Below are some records. Reproduce them exactly from their first line through the line with "Find every instance of the shirt collar", inclusive.

/---

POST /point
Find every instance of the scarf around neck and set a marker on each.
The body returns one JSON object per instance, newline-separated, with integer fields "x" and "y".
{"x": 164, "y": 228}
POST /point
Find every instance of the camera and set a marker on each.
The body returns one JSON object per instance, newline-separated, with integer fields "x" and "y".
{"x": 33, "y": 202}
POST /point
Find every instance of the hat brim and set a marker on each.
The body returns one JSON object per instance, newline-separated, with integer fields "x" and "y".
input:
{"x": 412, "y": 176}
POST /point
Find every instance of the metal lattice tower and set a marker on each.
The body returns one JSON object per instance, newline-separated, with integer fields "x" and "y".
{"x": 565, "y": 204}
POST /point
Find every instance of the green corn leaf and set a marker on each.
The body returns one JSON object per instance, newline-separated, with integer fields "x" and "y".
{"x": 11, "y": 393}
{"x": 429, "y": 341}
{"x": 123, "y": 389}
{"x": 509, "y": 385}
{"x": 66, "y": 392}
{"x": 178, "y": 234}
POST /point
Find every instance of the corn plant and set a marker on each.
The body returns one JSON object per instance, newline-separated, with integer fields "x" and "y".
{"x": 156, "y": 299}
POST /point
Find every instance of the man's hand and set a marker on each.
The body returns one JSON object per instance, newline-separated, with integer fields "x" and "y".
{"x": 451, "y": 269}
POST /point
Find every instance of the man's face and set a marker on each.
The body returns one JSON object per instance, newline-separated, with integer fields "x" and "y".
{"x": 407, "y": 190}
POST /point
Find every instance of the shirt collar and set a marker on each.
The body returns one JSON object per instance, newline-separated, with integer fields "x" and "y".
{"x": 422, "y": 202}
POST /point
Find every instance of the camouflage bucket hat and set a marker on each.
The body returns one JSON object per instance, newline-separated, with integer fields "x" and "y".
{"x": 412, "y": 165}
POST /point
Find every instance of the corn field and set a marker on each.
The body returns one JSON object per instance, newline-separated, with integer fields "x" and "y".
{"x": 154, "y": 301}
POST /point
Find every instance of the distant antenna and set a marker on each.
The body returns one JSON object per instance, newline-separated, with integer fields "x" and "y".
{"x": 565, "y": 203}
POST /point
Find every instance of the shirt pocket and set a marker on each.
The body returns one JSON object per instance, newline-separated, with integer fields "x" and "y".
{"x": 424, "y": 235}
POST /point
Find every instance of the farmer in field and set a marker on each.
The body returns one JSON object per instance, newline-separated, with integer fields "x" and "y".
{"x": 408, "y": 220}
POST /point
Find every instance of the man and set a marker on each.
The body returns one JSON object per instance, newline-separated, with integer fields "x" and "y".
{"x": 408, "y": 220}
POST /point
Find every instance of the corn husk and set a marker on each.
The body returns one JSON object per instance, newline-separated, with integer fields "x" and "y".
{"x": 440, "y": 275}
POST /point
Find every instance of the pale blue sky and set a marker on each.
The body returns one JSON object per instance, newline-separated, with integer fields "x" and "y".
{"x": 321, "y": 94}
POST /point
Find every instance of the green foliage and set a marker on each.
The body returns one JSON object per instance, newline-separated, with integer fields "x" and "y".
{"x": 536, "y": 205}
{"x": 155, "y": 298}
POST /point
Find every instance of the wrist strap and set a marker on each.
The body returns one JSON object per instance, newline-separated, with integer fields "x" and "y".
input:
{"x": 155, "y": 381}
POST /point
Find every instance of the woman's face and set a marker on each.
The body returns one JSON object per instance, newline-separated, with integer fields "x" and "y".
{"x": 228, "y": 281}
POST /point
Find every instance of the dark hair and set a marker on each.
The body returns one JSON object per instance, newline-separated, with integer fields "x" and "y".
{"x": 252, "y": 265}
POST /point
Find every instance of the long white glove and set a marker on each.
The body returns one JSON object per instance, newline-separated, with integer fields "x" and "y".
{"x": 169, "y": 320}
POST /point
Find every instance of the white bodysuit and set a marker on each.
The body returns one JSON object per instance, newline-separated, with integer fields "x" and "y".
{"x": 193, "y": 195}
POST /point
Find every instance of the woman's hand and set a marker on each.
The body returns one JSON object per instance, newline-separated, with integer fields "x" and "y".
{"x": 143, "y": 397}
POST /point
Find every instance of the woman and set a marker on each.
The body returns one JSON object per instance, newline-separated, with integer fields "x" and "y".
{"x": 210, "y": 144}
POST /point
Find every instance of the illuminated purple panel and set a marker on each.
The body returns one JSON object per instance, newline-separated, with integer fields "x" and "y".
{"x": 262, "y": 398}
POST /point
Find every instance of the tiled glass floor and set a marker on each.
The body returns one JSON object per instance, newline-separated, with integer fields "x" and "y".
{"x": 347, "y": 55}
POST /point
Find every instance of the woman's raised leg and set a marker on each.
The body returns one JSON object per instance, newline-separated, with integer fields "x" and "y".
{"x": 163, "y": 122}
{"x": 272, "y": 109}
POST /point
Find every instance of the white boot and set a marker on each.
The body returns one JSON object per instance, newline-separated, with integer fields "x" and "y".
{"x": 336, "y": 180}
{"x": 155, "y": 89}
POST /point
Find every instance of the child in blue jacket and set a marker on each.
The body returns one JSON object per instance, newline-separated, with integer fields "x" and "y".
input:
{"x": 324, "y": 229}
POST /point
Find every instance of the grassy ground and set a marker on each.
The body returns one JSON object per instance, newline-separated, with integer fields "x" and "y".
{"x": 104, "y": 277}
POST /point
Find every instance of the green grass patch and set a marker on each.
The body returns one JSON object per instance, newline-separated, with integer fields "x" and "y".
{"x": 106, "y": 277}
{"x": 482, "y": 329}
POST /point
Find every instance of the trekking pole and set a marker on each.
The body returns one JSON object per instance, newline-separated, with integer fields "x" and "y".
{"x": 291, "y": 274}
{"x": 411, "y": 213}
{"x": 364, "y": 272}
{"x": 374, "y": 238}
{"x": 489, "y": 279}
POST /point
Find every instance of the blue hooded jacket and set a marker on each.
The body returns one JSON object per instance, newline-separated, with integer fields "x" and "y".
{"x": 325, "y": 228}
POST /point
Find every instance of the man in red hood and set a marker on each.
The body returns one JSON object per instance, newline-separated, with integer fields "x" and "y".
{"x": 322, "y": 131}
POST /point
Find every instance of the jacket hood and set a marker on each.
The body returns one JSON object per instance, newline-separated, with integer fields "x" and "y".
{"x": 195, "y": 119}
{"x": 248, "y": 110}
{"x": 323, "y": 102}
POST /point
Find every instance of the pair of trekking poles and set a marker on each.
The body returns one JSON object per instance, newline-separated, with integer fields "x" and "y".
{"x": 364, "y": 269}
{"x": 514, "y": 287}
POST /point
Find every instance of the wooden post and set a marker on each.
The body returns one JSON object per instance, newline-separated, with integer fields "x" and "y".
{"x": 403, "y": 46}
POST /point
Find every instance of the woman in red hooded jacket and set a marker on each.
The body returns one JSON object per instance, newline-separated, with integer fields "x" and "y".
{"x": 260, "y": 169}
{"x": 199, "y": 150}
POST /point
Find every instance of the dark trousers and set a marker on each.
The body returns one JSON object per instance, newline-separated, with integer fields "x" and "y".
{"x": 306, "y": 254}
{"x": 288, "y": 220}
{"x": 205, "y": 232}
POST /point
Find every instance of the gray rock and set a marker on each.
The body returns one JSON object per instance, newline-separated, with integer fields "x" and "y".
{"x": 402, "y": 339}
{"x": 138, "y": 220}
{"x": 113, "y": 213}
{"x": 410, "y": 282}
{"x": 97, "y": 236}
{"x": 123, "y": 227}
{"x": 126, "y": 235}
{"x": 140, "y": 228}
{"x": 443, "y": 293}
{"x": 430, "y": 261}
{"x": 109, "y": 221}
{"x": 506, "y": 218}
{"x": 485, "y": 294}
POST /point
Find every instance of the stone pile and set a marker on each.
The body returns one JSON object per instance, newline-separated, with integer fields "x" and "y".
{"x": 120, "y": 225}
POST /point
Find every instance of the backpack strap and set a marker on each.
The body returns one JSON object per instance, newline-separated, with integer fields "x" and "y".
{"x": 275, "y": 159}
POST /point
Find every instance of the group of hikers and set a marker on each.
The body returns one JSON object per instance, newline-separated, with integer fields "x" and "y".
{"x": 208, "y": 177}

\---

● TASK ANSWER
POST /point
Find every instance of the scarf around neck and set a marker on each.
The body returns one JSON object per instance, newline-separated, with integer fields "x" and "y".
{"x": 164, "y": 228}
POST /point
Find every instance of the camera and set a marker on each.
The body returns one JSON object per instance, newline-separated, with integer fields "x" and "y".
{"x": 33, "y": 202}
POST /point
Find every instance of the hat brim and set a marker on each.
The body returns one JSON object per instance, newline-separated, with integer fields "x" and "y".
input:
{"x": 412, "y": 176}
POST /point
Find every instance of the metal lattice tower and set a marker on each.
The body returns one JSON object per instance, newline-separated, with integer fields "x" and "y".
{"x": 565, "y": 204}
POST /point
Find every instance of the green corn leaf and set a marker on each.
The body returns one JSON object per instance, newline-separated, with integer fields "x" and "y".
{"x": 11, "y": 393}
{"x": 429, "y": 341}
{"x": 123, "y": 389}
{"x": 509, "y": 385}
{"x": 66, "y": 392}
{"x": 178, "y": 234}
POST /point
Find every instance of the corn plant and set a marker on each.
The body returns one JSON object per instance, newline-separated, with integer fields "x" and "y".
{"x": 156, "y": 299}
POST /point
Find every instance of the man's hand and set a marker on each.
The body returns one JSON object per instance, newline-separated, with integer fields "x" and "y".
{"x": 451, "y": 269}
POST /point
Find every instance of the man's face and set a marker on each.
The body returns one JSON object per instance, newline-separated, with integer fields "x" and "y".
{"x": 407, "y": 190}
POST /point
Find every instance of the shirt collar and set a marker on each.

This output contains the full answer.